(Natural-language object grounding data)
* * * * *
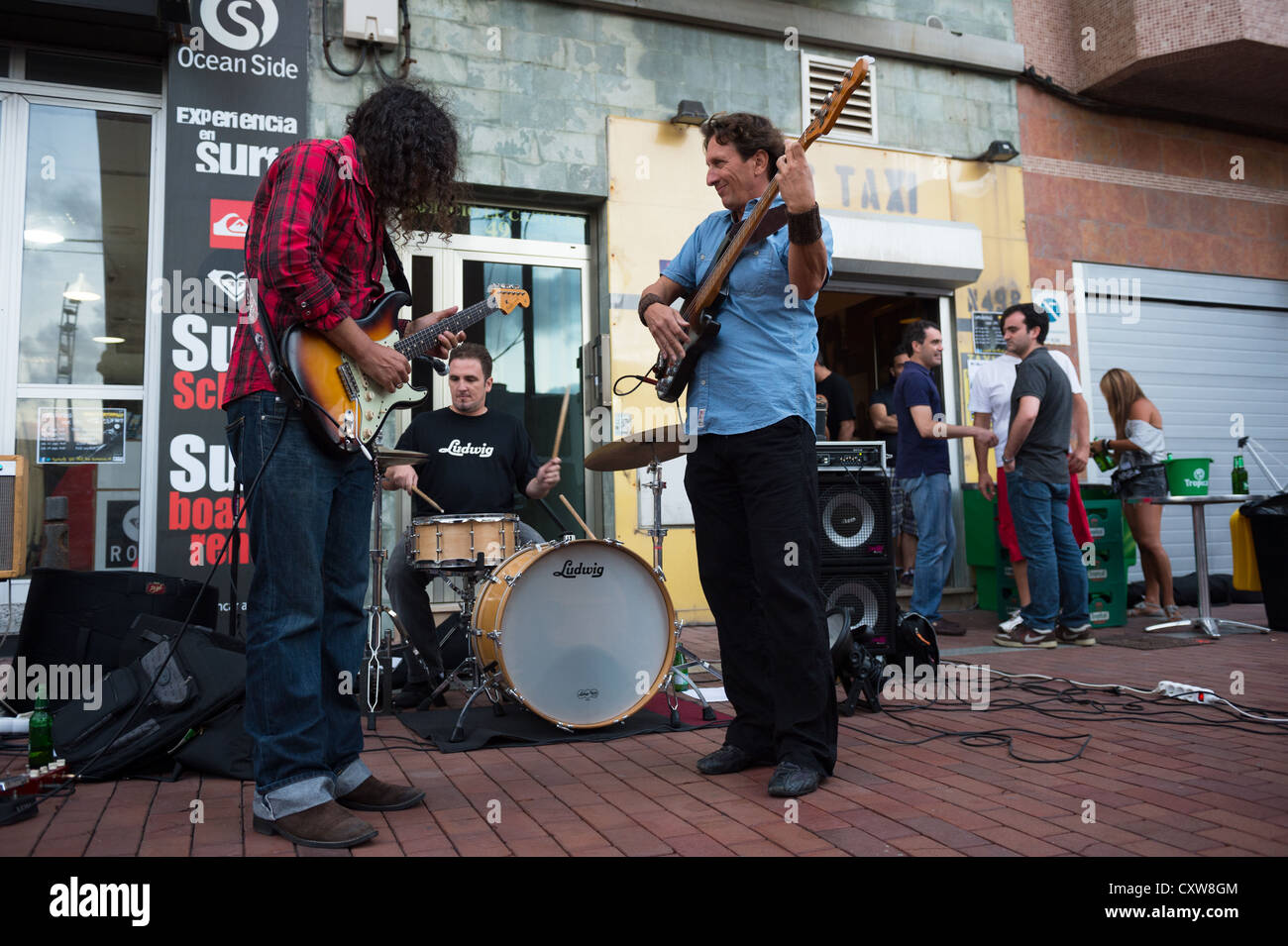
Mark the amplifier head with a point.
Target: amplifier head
(850, 455)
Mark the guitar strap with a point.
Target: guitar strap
(394, 265)
(266, 339)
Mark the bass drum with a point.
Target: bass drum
(583, 631)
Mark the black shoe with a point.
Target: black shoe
(725, 760)
(791, 781)
(949, 628)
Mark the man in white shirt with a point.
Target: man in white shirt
(991, 404)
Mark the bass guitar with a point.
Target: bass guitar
(700, 309)
(344, 408)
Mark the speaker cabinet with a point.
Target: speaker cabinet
(13, 516)
(854, 514)
(870, 593)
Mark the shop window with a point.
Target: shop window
(93, 71)
(85, 240)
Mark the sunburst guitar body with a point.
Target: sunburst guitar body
(344, 408)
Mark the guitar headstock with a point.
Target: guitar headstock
(506, 297)
(831, 108)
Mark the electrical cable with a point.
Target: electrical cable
(326, 48)
(69, 787)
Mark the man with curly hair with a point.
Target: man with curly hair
(314, 254)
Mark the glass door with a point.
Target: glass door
(76, 304)
(536, 356)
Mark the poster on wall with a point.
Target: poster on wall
(237, 97)
(80, 435)
(987, 332)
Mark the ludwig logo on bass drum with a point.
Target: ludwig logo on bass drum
(570, 571)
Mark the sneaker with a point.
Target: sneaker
(1012, 623)
(1024, 636)
(1078, 633)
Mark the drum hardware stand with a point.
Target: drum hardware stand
(688, 658)
(378, 661)
(468, 593)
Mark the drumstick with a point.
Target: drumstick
(426, 498)
(580, 520)
(563, 416)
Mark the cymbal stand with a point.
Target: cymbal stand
(686, 658)
(467, 591)
(378, 645)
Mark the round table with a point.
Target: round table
(1205, 620)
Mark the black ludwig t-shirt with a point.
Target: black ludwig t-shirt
(476, 464)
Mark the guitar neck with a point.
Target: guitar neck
(424, 340)
(716, 275)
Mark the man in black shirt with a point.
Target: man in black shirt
(887, 425)
(478, 460)
(1037, 475)
(840, 400)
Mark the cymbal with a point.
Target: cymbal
(390, 457)
(639, 450)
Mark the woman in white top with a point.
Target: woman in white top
(1140, 450)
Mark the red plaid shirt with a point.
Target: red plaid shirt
(313, 250)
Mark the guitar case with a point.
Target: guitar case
(198, 676)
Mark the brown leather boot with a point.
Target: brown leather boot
(374, 794)
(322, 825)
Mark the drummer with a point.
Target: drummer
(477, 461)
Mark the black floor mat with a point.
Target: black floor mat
(484, 730)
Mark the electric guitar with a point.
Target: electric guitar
(344, 408)
(700, 309)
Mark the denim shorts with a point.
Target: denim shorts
(1141, 481)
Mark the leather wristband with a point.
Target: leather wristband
(645, 301)
(805, 228)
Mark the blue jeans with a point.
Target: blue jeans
(936, 540)
(309, 528)
(1057, 579)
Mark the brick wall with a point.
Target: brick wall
(1147, 193)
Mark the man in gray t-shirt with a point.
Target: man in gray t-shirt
(1037, 473)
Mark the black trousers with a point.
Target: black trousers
(755, 512)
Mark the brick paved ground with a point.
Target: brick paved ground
(1157, 789)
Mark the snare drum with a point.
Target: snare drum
(583, 631)
(452, 543)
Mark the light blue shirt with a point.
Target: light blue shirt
(760, 367)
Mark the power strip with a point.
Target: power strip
(1185, 691)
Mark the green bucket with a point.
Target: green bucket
(1188, 476)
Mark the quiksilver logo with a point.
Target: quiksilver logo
(570, 571)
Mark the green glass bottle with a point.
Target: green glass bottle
(679, 679)
(1106, 461)
(1239, 476)
(40, 734)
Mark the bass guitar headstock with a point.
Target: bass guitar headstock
(824, 119)
(506, 297)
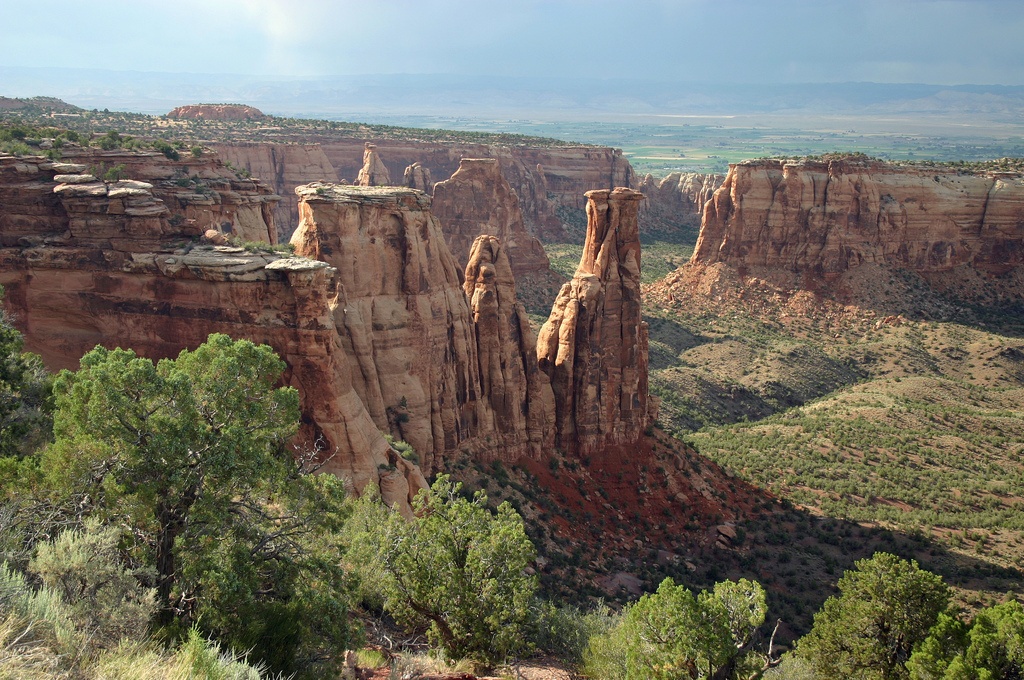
* * * * *
Could you please repeat the entries above exactly, with every picture left out?

Mark the amplifier head with a point.
Target: amplifier head
(850, 455)
Mark the guitar strap with a point.
Target: guitar strap
(394, 265)
(266, 339)
Mark the bass drum with a point.
Target: bass drum
(583, 631)
Mark the black shoe with a point.
Target: black shoe
(725, 760)
(791, 781)
(949, 628)
Mark the man in white shirt with a point.
Target: man in white shirt
(991, 404)
Mark the bass guitar with a point.
Target: bass guitar
(700, 309)
(344, 408)
Mark the speaker cabinet with a point.
Target: speaker cabinet
(13, 516)
(854, 514)
(870, 593)
Mark the shop window with a point.
Target: shop window
(93, 71)
(85, 240)
Mark the sunburst guitar body with a point.
Target: sunburst guitar body
(344, 408)
Mark the guitar headstock with a point.
Target: guitar headstock
(506, 297)
(831, 108)
Mark the electrical cable with a point.
Target: electrical cable
(326, 48)
(69, 787)
Mark the man with curly hair with a point.
Target: man with curly hair
(314, 254)
Mark the glass door with a point.
Target: glass door
(76, 304)
(536, 356)
Mark the poster on wall with a point.
Target: poster on wall
(237, 97)
(80, 435)
(987, 332)
Mark the ludwig logo on bass drum with a point.
Target: ludwig logo on bass drum
(570, 571)
Mark the sneaker with a point.
Target: sneaker
(1012, 623)
(1024, 636)
(1078, 633)
Mark the drum hardware stand with a point.
Target: drum hardware stand
(688, 658)
(378, 661)
(468, 593)
Mark the drumstick with a point.
Target: drumstick
(426, 498)
(580, 520)
(563, 416)
Mark the cymbal stand with a point.
Target: cymbal stand
(686, 658)
(467, 591)
(378, 645)
Mark the round table with a point.
Target: round table
(1205, 620)
Mark the black ludwig t-shirt with a point.
Target: black ludwig t-shirt
(476, 464)
Mark the guitar neck with a point.
Target: guitar neck
(424, 340)
(716, 275)
Mark the man in black shirt with a point.
Target: man in black shirt
(887, 425)
(478, 460)
(1037, 475)
(840, 400)
Mark the cymbal with a point.
Target: cymbal
(390, 457)
(639, 450)
Mark the woman in white top with a point.
Target: woman in white top
(1140, 450)
Mark the red plaid shirt with a point.
Target: red plaid shirt
(313, 250)
Mark the guitar case with a point.
Target: guitar case
(198, 676)
Mark the brown leather boot with a point.
Target: brown leather boot
(374, 794)
(322, 825)
Mark the drummer with a point.
Target: drummer
(477, 461)
Mark the black floor mat with a point.
Target: black floor mat
(484, 730)
Mark the electric guitar with a point.
Target: electric guitar
(344, 408)
(700, 309)
Mark the denim shorts with a point.
Target: denim shorts
(1141, 481)
Mark the leather wristband with a point.
Target: leather wristband
(645, 301)
(805, 228)
Mark the blue jeans with a point.
Target: blue jeans
(936, 540)
(309, 528)
(1057, 579)
Mark the brick wall with a point.
Target: brick wall
(1147, 193)
Mark the man in gray t-shirt with a point.
Target: man in gray t-shirt
(1037, 473)
Mark the black trousers with a point.
Target: black trousers
(755, 512)
Mark the brick paved ground with a point.
Target: brick paved ground
(1157, 789)
Mark the snare drum with a point.
Target: snare drum
(583, 631)
(452, 543)
Mark the light blue shirt with a point.
Target: light blue shirt
(760, 367)
Mark the power strip with a point.
Target: power strip
(1185, 691)
Mark the green bucket with a point.
Target: green bucket
(1188, 476)
Mark the quiksilver logo with a point.
Target: quiksilver logo
(570, 571)
Mark the green glass bottle with a point.
Target: green glass bottle
(679, 679)
(1106, 461)
(1239, 476)
(40, 734)
Mark the bass guitar headstock with a point.
Target: bass guitar headstock
(824, 119)
(506, 297)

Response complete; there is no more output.